### DIRECTIONS
Exact repetition, please: start with the line where "For each instance of the ground" appears and stop after the final line of the records.

─── DATA IN THIS EXERCISE

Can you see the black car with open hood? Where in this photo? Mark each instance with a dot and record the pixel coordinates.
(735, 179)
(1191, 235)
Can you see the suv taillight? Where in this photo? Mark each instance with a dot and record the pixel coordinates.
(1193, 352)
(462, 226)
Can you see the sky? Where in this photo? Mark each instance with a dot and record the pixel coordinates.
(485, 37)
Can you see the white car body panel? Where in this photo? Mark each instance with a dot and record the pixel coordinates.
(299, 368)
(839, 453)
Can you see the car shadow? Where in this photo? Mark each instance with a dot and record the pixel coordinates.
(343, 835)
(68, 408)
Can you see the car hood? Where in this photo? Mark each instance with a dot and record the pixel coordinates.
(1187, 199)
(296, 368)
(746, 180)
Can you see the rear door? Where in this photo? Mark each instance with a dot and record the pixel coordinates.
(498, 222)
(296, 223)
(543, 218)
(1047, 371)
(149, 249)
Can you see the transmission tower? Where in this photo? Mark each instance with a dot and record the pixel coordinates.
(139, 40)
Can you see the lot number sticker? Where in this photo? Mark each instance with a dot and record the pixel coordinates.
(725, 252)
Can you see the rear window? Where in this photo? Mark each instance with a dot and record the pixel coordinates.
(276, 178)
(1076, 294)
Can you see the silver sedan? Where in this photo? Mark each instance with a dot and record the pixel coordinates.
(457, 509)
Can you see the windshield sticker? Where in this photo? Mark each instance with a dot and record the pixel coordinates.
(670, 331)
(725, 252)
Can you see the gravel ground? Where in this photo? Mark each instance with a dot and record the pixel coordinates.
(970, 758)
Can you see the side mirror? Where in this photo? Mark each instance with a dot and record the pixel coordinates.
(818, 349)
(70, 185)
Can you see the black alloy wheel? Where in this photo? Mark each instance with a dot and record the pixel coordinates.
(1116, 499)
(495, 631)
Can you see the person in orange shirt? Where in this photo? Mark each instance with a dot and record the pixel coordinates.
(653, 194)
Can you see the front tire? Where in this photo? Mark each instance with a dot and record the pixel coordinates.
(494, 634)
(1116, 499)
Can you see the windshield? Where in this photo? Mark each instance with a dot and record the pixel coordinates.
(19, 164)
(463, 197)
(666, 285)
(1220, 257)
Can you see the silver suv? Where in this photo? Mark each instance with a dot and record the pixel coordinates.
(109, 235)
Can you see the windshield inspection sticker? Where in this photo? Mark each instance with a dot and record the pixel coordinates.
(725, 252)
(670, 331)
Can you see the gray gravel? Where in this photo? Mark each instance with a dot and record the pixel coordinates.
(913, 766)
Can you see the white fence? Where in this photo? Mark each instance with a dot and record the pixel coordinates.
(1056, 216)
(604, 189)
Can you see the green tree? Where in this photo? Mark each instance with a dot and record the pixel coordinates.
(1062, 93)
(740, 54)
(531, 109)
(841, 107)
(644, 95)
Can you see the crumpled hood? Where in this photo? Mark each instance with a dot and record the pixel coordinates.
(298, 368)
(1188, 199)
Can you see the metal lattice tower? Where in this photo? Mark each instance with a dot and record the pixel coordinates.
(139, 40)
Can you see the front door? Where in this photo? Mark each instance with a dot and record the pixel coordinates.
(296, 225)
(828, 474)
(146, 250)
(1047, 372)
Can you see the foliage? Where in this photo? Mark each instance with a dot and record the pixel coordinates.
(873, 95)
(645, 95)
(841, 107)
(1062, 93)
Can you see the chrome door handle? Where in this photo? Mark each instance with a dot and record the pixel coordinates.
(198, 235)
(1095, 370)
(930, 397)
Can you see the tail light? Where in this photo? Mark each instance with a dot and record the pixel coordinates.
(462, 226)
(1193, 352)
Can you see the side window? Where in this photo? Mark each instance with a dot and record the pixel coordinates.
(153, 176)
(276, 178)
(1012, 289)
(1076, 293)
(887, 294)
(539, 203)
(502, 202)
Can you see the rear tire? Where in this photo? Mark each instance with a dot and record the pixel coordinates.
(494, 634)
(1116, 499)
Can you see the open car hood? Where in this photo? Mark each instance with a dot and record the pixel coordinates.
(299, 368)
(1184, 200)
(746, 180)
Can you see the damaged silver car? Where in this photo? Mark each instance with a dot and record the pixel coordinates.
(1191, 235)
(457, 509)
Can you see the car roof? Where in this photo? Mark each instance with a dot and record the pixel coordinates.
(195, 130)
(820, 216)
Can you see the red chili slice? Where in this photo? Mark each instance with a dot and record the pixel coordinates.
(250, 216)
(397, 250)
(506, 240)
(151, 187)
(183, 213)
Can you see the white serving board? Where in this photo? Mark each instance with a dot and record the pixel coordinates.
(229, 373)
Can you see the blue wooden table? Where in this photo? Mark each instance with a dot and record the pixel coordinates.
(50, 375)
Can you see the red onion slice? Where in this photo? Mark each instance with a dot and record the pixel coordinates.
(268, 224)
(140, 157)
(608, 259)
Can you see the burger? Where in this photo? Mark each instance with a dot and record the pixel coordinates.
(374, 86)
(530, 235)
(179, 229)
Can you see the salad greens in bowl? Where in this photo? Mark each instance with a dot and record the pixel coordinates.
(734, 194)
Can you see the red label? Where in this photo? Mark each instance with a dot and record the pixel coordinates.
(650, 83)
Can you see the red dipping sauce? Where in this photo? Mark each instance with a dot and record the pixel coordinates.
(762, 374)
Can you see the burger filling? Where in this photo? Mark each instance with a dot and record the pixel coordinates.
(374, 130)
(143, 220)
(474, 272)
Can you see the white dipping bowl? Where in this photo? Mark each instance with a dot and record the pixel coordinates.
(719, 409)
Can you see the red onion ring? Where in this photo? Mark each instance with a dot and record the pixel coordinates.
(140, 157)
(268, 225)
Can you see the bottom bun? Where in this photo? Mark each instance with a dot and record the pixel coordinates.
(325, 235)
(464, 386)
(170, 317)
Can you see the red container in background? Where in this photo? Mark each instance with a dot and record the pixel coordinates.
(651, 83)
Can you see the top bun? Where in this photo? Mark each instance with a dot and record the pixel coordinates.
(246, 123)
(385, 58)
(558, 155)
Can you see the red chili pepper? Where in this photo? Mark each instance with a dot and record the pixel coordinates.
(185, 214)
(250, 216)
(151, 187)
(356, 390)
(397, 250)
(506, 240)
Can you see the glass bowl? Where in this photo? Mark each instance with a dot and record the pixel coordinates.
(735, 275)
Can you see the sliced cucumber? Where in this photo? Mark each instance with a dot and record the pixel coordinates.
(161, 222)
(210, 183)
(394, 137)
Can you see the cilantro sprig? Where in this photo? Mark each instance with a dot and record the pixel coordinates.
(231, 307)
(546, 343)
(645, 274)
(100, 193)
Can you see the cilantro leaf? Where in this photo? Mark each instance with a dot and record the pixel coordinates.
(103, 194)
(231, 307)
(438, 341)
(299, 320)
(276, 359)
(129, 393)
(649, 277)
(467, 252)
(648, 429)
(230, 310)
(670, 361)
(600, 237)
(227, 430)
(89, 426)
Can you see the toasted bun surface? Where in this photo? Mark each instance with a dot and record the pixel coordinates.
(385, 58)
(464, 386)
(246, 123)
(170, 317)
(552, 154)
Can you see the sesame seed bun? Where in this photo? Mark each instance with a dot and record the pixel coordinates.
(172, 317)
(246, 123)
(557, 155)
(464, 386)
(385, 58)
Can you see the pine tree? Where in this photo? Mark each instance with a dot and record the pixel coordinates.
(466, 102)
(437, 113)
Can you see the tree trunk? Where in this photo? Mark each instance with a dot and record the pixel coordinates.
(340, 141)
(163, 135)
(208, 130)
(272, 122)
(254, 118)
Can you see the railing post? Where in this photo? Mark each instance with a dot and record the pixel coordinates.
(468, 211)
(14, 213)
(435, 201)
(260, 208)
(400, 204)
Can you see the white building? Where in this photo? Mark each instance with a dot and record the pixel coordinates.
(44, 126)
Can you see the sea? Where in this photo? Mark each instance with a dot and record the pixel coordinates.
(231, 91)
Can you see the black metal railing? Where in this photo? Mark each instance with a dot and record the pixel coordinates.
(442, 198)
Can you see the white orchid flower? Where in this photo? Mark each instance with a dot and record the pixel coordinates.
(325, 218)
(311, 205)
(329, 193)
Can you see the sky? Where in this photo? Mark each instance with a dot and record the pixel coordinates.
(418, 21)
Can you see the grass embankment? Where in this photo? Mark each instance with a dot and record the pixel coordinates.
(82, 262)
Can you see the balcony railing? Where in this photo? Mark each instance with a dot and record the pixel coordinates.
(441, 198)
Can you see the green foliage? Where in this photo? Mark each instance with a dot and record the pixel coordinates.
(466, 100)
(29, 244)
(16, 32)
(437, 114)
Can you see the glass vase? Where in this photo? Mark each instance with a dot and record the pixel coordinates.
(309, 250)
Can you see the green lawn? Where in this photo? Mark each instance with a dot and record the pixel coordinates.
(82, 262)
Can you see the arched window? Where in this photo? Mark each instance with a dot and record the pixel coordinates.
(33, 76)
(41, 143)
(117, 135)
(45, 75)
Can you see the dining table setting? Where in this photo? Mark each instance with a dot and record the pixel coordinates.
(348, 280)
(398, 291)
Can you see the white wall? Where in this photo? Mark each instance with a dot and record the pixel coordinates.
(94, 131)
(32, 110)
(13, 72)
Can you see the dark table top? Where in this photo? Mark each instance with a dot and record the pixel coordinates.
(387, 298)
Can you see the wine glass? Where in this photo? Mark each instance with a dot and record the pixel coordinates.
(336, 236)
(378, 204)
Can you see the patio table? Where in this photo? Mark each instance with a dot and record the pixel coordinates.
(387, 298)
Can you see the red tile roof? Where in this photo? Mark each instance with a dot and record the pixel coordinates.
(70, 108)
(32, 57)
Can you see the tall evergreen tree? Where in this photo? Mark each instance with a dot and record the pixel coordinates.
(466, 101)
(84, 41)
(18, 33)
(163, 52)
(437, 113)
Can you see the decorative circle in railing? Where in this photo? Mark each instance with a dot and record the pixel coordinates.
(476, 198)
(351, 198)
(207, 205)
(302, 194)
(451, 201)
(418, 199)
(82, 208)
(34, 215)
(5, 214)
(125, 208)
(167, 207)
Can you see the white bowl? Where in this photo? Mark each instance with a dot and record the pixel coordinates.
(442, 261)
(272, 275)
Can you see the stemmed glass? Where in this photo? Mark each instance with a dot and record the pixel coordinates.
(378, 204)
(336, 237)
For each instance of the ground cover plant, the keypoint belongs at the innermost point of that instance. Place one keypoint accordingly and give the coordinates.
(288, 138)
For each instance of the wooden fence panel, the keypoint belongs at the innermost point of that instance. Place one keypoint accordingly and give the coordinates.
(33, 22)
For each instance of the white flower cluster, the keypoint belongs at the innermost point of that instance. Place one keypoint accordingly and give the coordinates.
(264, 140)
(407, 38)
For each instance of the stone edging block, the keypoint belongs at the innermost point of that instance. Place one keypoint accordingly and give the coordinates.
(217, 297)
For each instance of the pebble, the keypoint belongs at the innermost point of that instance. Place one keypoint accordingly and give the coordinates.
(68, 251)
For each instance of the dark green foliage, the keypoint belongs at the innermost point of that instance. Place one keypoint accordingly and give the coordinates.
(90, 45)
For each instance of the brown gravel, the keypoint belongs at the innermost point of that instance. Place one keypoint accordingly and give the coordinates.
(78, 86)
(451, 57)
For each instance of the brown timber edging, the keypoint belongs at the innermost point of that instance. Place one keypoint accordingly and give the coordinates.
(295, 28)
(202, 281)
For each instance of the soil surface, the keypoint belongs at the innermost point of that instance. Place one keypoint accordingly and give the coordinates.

──────

### SOLUTION
For each instance of the ground cover plant, the keypoint belongs at the innermost point of that instance. Place one keypoint accordingly and give the coordinates.
(288, 138)
For each instance of the wooden fence panel, the keypoint belongs at the innermost point of that instance. Place one keypoint accordingly and give the coordinates.
(33, 22)
For each instance of the white flower cluster, the keypoint belongs at the innermost point of that instance. Place one keypoint accordingly and give the coordinates.
(264, 140)
(407, 38)
For each instance of the stone edging block, the keypoint belongs at the innermost point of that instance. Place one keypoint accordingly and give the coordinates.
(217, 297)
For each instance of the pebble, the keypoint belongs at the innermost point of that instance. Place one keypoint accordingly and give the coordinates.
(68, 251)
For each instance of the dark green foliage, the keypoint belongs at the innermost point of that instance. Place one keypoint accordingly and give the coordinates.
(90, 45)
For each instance of the brown gravel, the keypoint belongs at the innermost point of that instance. Place one keypoint accordingly and give the coordinates.
(78, 86)
(451, 57)
For each instance of the brown timber edging, the keypoint belongs at the innermost point of that instance. Place one keypoint accordingly and give the coordinates.
(295, 28)
(202, 281)
For each instance of the soil surface, the keypoint belongs at the innermost point of that instance. Place one keypoint accordingly and give the coordinates.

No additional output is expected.